Coordinate annotation listing →
[START]
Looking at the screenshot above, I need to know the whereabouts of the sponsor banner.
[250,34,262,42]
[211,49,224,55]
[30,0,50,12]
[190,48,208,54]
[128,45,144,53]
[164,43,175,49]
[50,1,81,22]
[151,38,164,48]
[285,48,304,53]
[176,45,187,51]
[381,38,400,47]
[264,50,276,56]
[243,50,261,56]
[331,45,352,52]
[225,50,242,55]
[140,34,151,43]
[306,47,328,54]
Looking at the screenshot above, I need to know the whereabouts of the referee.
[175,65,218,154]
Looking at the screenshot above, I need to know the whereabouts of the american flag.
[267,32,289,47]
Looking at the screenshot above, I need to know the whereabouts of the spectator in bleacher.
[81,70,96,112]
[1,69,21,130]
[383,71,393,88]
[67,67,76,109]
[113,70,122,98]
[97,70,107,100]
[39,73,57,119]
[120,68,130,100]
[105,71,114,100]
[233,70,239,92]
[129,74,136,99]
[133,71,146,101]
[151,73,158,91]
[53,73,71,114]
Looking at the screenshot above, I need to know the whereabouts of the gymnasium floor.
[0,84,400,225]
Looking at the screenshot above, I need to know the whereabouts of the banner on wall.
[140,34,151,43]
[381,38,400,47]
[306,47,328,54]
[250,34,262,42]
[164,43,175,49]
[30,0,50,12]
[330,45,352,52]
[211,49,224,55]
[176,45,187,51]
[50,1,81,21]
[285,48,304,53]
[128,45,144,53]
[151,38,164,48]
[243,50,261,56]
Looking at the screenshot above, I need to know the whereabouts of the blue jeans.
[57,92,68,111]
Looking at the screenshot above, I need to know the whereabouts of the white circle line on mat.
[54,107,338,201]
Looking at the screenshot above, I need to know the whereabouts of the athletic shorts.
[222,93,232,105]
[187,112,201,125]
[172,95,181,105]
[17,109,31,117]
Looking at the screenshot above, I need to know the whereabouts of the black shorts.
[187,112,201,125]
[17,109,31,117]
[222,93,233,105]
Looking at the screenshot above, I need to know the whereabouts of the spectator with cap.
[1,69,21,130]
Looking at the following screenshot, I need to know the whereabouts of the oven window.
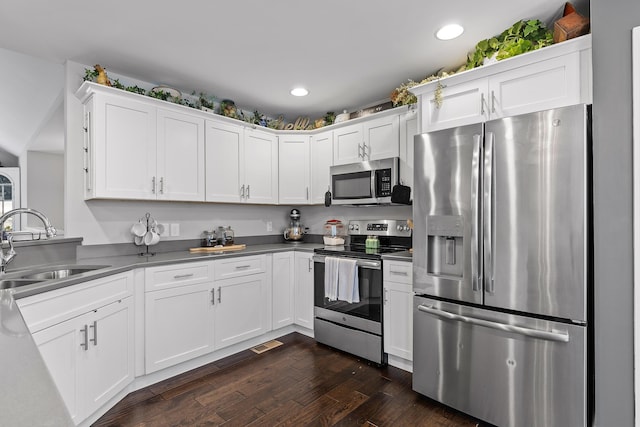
[332,171,373,199]
[313,262,382,322]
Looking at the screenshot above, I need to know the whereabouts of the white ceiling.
[0,0,589,152]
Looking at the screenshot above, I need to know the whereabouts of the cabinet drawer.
[214,255,267,280]
[18,271,133,333]
[144,262,213,292]
[383,260,413,285]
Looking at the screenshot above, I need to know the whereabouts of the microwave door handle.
[471,134,482,291]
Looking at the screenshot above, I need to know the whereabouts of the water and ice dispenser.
[427,215,464,279]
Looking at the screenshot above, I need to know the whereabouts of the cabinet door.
[278,135,310,205]
[383,281,413,360]
[156,109,205,201]
[362,115,400,160]
[400,110,418,191]
[145,281,216,374]
[489,52,580,118]
[215,273,271,350]
[241,129,278,204]
[271,252,295,329]
[205,120,244,202]
[333,124,364,165]
[421,78,489,132]
[33,316,88,424]
[312,131,333,205]
[90,95,157,199]
[295,252,313,330]
[80,297,134,417]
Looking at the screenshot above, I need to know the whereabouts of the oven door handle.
[313,255,382,270]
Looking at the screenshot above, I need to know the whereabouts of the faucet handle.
[45,225,57,238]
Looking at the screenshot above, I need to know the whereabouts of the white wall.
[23,151,64,231]
[64,61,411,245]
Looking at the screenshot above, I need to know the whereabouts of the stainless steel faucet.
[0,208,56,275]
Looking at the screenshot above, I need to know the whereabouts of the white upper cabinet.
[84,94,156,199]
[205,120,244,203]
[81,85,204,201]
[157,109,205,201]
[205,120,278,204]
[240,128,278,205]
[412,35,592,132]
[278,134,312,205]
[308,131,333,205]
[333,113,400,165]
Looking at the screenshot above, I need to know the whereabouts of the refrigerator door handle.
[471,134,482,291]
[482,132,495,293]
[418,304,569,343]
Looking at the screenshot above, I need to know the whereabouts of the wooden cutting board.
[189,244,247,254]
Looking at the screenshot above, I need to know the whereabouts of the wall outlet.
[158,222,171,236]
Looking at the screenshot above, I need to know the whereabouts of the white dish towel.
[338,258,360,304]
[324,257,340,301]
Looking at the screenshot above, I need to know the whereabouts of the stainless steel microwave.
[330,157,400,205]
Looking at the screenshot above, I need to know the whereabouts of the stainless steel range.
[313,219,411,365]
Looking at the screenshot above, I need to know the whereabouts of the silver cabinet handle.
[418,304,569,342]
[89,320,98,346]
[389,270,409,276]
[471,135,482,291]
[491,91,496,113]
[482,132,495,293]
[80,325,89,351]
[173,273,193,279]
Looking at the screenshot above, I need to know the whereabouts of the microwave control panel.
[END]
STATED GOAL →
Copy every line of the listing above word for word, leaving out the pictures.

SOLVED PROBLEM →
Looking at the screenshot above, I need to know the whereabouts of the sponsor banner.
[250,34,262,42]
[211,49,224,55]
[30,0,50,12]
[190,48,208,54]
[128,45,144,53]
[164,43,175,49]
[50,1,81,22]
[151,38,164,48]
[285,48,304,53]
[176,45,187,51]
[381,38,400,47]
[264,50,276,56]
[243,50,261,56]
[331,45,352,52]
[225,50,242,55]
[140,34,151,43]
[306,47,328,54]
Looking at the screenshot above, I need to know the whereabouts of the referee.
[175,65,218,154]
Looking at the screenshot above, I need to know the whereabouts of the american flag.
[267,32,289,47]
Looking at the screenshot above, I need to know the whereabouts of the spectator in bleacher.
[81,70,96,112]
[1,69,21,130]
[383,71,393,88]
[67,67,76,109]
[113,70,122,98]
[97,70,107,100]
[39,73,57,119]
[120,68,130,100]
[105,71,114,100]
[233,70,239,92]
[129,74,136,99]
[133,71,146,101]
[151,73,158,91]
[53,73,71,114]
Looking at the screenshot above, I need to know the whereabouts of the gymnasium floor.
[0,84,400,225]
Looking at the screenshot above, I need to know the whereabouts of the banner on wall.
[140,34,151,43]
[381,38,400,47]
[306,47,328,54]
[250,34,262,42]
[164,43,175,49]
[30,0,50,12]
[330,45,352,52]
[211,49,224,55]
[176,45,187,51]
[50,1,81,21]
[285,48,304,53]
[128,45,144,53]
[151,38,164,48]
[243,50,261,56]
Looking at the screenshot above, I need to know the whereabouts of the blue jeans.
[57,92,68,111]
Looking at the screenshot above, I need to know the whereabouts of the white circle line on mat.
[54,107,338,201]
Looking at the screenshot above, I need to know the whereabouts of the athletic shorts.
[222,93,232,105]
[187,112,201,125]
[172,95,181,105]
[17,109,31,117]
Looking at the screenshot above, I need to know the whereabouts of the black shorts.
[187,112,201,125]
[17,109,31,117]
[222,93,233,105]
Looking at the screenshot above, I need to know the whereabouts of the spectator with cap.
[1,69,21,130]
Looking at the following screenshot, I need to know the whereabouts of the oven window.
[332,171,373,199]
[313,262,382,322]
Looking at the screenshot above, I need to know the whereabouts of the white ceiling.
[0,0,589,152]
Looking at the screenshot above, I need to know the whereabouts of the cabinet drawer.
[214,255,267,280]
[18,271,133,333]
[144,262,213,292]
[383,260,413,285]
Looking at the screenshot above, I need to know the whereabouts of the microwave door handle.
[471,134,482,291]
Looking at the screenshot above, I need to know the whereabouts of the water and ice dispenser.
[427,215,464,279]
Looking at the screenshot above, I need to know the whereabouts of the cabinet door.
[278,135,310,205]
[383,281,413,360]
[156,109,205,201]
[362,115,400,160]
[400,110,418,191]
[145,281,216,374]
[489,52,580,118]
[215,273,271,350]
[241,129,278,204]
[271,252,295,329]
[205,120,244,202]
[333,124,364,165]
[421,78,489,132]
[33,316,88,424]
[312,131,333,205]
[90,95,157,199]
[295,252,313,330]
[80,297,134,417]
Looking at the screenshot above, I need to know the whereabouts of the oven door handle.
[313,255,382,270]
Looking at the screenshot above, I need to know the whereabouts of the faucet handle.
[45,225,57,238]
Looking at the screenshot above, I need to know the whereabouts of the white wall.
[23,151,64,231]
[64,61,411,245]
Looking at the screenshot above, I need to know the whereabouts of the stainless steel faucet.
[0,208,56,275]
Looking at the screenshot above, I need to know the whereabouts of the white upper cabinet.
[84,94,156,199]
[205,120,244,203]
[81,85,204,201]
[157,109,205,201]
[205,120,278,204]
[240,128,278,205]
[412,35,592,132]
[278,134,312,205]
[308,131,333,205]
[333,113,400,165]
Looking at the screenshot above, I need to know the whereabouts of the refrigerator door handle.
[471,134,482,291]
[482,132,495,293]
[418,304,569,343]
Looking at the screenshot above, I need to know the whereabouts of the wooden cutting board.
[189,244,247,254]
Looking at the screenshot above, I need to know the whereabouts of the wall outlet.
[158,222,171,236]
Looking at the screenshot above, I need to know the whereabouts of the white dish towel.
[338,258,360,304]
[324,257,340,301]
Looking at the screenshot above, I need to know the whereabouts of the stainless steel microwave.
[330,157,400,205]
Looking at the screenshot above, I need to know the whereabouts of the stainless steel range.
[313,219,411,365]
Looking at the screenshot above, I need to know the whereabouts of the silver cabinet handle.
[418,304,569,342]
[89,320,98,346]
[389,270,409,276]
[471,135,482,291]
[491,91,496,113]
[482,132,495,293]
[80,325,89,351]
[173,273,193,279]
Looking at the screenshot above, I need to know the whereabouts of the microwave control panel.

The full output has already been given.